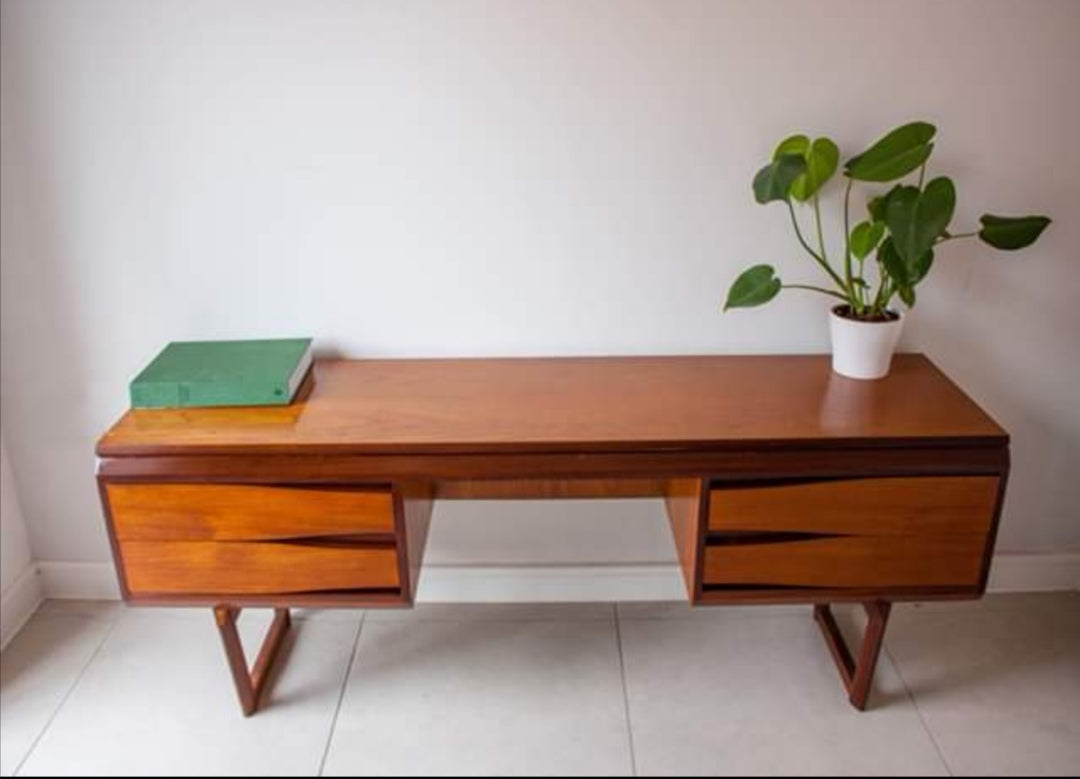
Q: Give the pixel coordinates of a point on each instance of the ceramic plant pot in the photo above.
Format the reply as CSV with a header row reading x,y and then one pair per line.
x,y
863,349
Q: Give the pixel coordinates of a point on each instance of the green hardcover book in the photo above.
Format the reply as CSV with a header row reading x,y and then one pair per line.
x,y
223,373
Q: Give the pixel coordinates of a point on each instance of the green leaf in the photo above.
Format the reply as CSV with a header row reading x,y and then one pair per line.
x,y
753,287
822,159
1011,232
901,271
916,219
794,145
773,182
894,156
865,238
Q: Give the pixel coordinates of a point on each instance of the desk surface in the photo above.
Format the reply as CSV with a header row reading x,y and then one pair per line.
x,y
574,404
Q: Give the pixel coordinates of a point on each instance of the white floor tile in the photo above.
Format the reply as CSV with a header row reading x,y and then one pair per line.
x,y
669,609
37,670
159,699
482,697
998,687
737,696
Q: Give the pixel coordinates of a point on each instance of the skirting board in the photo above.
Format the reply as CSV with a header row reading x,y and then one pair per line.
x,y
19,601
538,583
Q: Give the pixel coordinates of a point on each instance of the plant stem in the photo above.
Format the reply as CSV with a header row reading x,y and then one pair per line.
x,y
814,289
819,258
856,301
821,237
959,234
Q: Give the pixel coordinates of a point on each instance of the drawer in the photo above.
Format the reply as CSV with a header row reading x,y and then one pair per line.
x,y
868,534
879,507
255,567
231,512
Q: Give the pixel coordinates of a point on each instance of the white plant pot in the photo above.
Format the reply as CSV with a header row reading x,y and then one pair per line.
x,y
863,349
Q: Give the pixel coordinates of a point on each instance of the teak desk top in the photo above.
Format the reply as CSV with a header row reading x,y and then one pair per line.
x,y
575,405
783,483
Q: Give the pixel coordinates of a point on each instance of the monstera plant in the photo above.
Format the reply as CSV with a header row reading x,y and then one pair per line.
x,y
887,254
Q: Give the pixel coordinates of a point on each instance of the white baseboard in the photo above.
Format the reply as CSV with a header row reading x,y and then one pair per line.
x,y
83,581
1035,573
538,583
18,603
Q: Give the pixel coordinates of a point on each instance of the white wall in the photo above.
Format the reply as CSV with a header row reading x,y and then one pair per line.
x,y
548,177
19,589
14,546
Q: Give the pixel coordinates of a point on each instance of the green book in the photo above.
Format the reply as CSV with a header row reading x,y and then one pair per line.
x,y
223,373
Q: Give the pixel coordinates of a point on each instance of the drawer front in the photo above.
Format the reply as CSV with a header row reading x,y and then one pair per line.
x,y
232,512
869,534
878,507
254,567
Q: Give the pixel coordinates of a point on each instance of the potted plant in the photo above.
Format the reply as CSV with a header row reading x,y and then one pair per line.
x,y
903,228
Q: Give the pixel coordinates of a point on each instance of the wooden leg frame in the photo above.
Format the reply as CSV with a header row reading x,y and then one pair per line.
x,y
250,685
856,675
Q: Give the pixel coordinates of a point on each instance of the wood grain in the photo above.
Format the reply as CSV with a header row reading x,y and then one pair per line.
x,y
574,404
684,501
244,512
866,562
416,508
228,568
878,507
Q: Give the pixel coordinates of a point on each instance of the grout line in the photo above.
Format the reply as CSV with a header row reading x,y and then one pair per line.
x,y
345,683
918,711
625,693
78,679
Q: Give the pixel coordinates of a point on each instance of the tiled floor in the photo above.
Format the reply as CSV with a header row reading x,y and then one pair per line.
x,y
986,687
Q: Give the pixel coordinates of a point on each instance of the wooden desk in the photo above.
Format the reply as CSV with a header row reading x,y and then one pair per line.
x,y
784,483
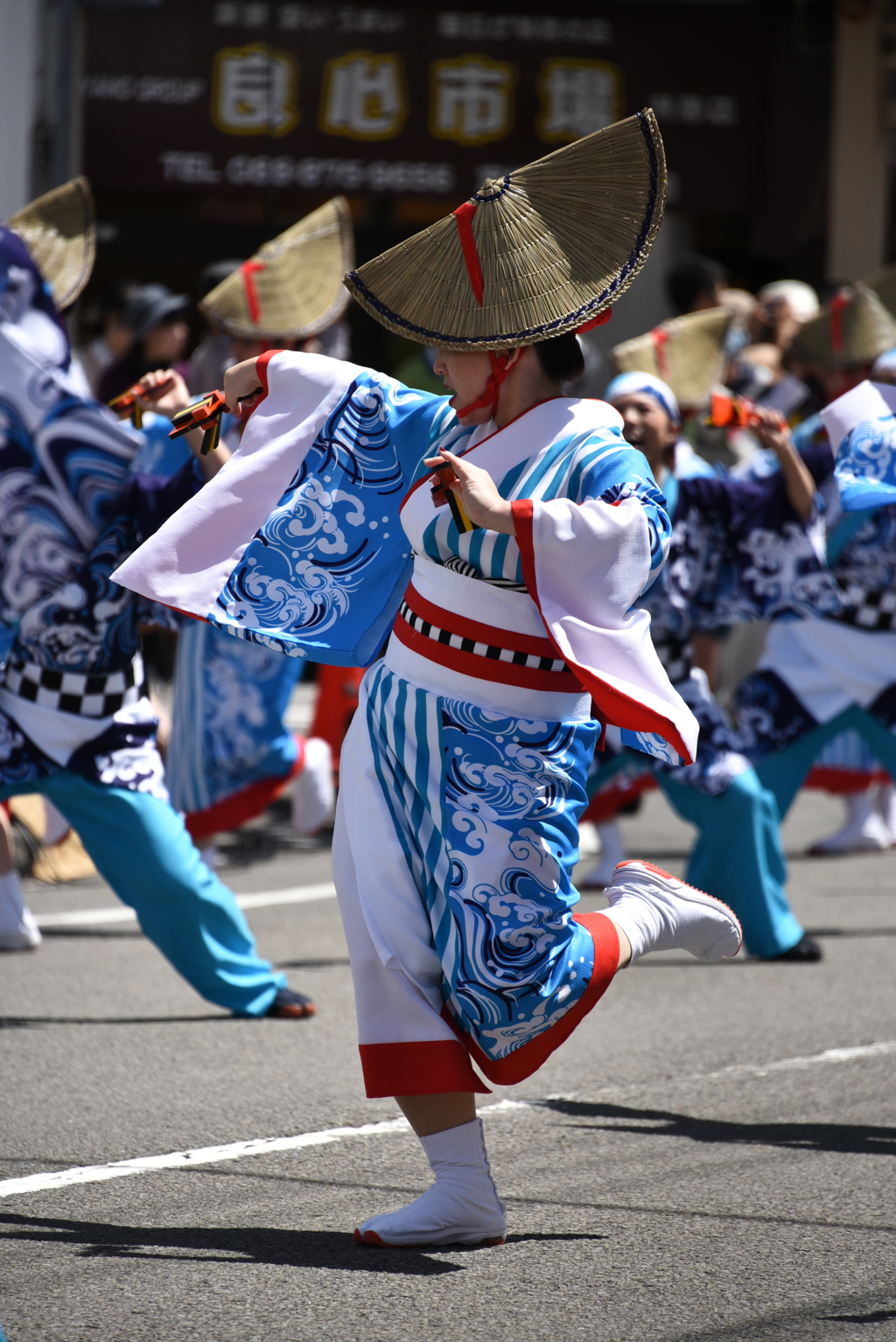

──────

Apart from the pictures, repeat the data above exactly.

## [Problem solution]
Q: Give the pixel coordinates of a point on each instance of the ceramic plant pot in the photo above.
Format the reply as CSV with a header row reading x,y and then one pair per line.
x,y
863,349
Q: Give the pixel coordinates of a point on each instance of the green hardcover book in the photo above.
Format the reply as CSV with a header row reading x,y and then one pair per line.
x,y
223,373
Q: Give the pixel coordinates of a point on each instance of the green leaf in the photo above.
Format the reply as CSV with a header row reading x,y and then one pair per line.
x,y
753,287
822,159
1011,232
901,271
916,219
794,145
773,182
894,156
865,238
Q: Give the pixel coordinates of a point on each instance of the desk surface in the photo above.
Format the reply as CSV with a header row reading x,y and then one pair per line.
x,y
574,404
Q: Give the pixel coordinates of a point on each instance of the white floor tile in the photo above.
Format the reply as CSV with a header row reading x,y and then one pair per line.
x,y
669,609
37,670
159,699
482,697
998,687
737,696
Q: Give the pixel coordinates of a point on each instance of the skirting board in the photo above.
Format the reply as CSV with a header row reading x,y and then one pair per line.
x,y
19,601
538,583
Q: Give the pixel coordinates of a point on each instance of the plant stem in the photo above.
Format the reply as CSV with a header row reading x,y and then one pair per line.
x,y
814,289
819,258
856,301
821,237
959,234
Q: Give the pixel coordinates of a point on each instance of the drawer in the photo above.
Format the reply as CSV with a header row reading x,y and then one pair per line.
x,y
868,534
879,507
255,567
231,512
Q: Give the pixel coordinates of a point on each instance of the white plant pot in the photo above.
Format the reply as CSV with a header row reading x,y and then one pair per line.
x,y
863,349
Q: Give the pixel coordinates of a point on each instance of the teak desk top in the photo above.
Format the reply as CSV with a header row reading x,y and then one pair per line.
x,y
575,405
783,483
Q: Give the pixel coordinates of a point on each instance of the monstera plant in the photo above.
Format the reply as CSV with a header row reading x,y and then one pair per line.
x,y
887,254
Q: Give the pixel coordinates of a point on each instance of the white baseboard in the photo above.
Format the reply as CSV with a header row reading x,y and then one pair per line.
x,y
83,581
1035,573
538,583
18,603
Q: Give the pixel coordinates of a point on each instance of the white wall in the photo above.
Format the reply as CSV with a header row reading x,y and then one pair per line.
x,y
548,177
19,589
14,546
Q: Give the pixel coordinates of a point on each instance of the green book in the photo above.
Format the reply as CSV with a header row reading x,y and then one pair per line.
x,y
223,373
Q: Give the pixel coordinates of a point on each instance of the drawer front in the photo above.
Format the reply as CSV with a header row reading x,y and then one pair per line.
x,y
232,512
869,534
878,507
254,567
Q: Give the pixel coordinates of a point on each instance of the potted plant in the photo above.
Format the reply as CSV with a header row reading x,y and then one pair per line.
x,y
903,228
Q: Give the pixel coordinates of a point on each instance of the wooden leg frame in the photo above.
Format the reply as CSV with a header row reading x,y and then one pair per line.
x,y
250,685
856,675
Q: Give the pixel coordinates of a point on each instance of the wood grain in the photo above.
Format the reply as CSV with a header row reading x,y and then one pair per line.
x,y
574,404
684,501
244,512
866,562
416,508
228,568
878,507
Q: Give the pixel coordinates of a point on each instance of the grout line in the photo above.
Format the reply as CSV with a header row reading x,y and then one pair per line.
x,y
345,683
918,711
625,693
78,679
Q: Give the pixel coordinates of a point on each instance of the tiled floor in the photo above.
Format the reply as CSV with a header row reading x,y and then one pair per line.
x,y
986,687
Q: Give the pixel coordinates of a point on each instance of the wooden desk in the photo above.
Format the reply as CSV with a header row reading x,y and then one pair per line.
x,y
784,483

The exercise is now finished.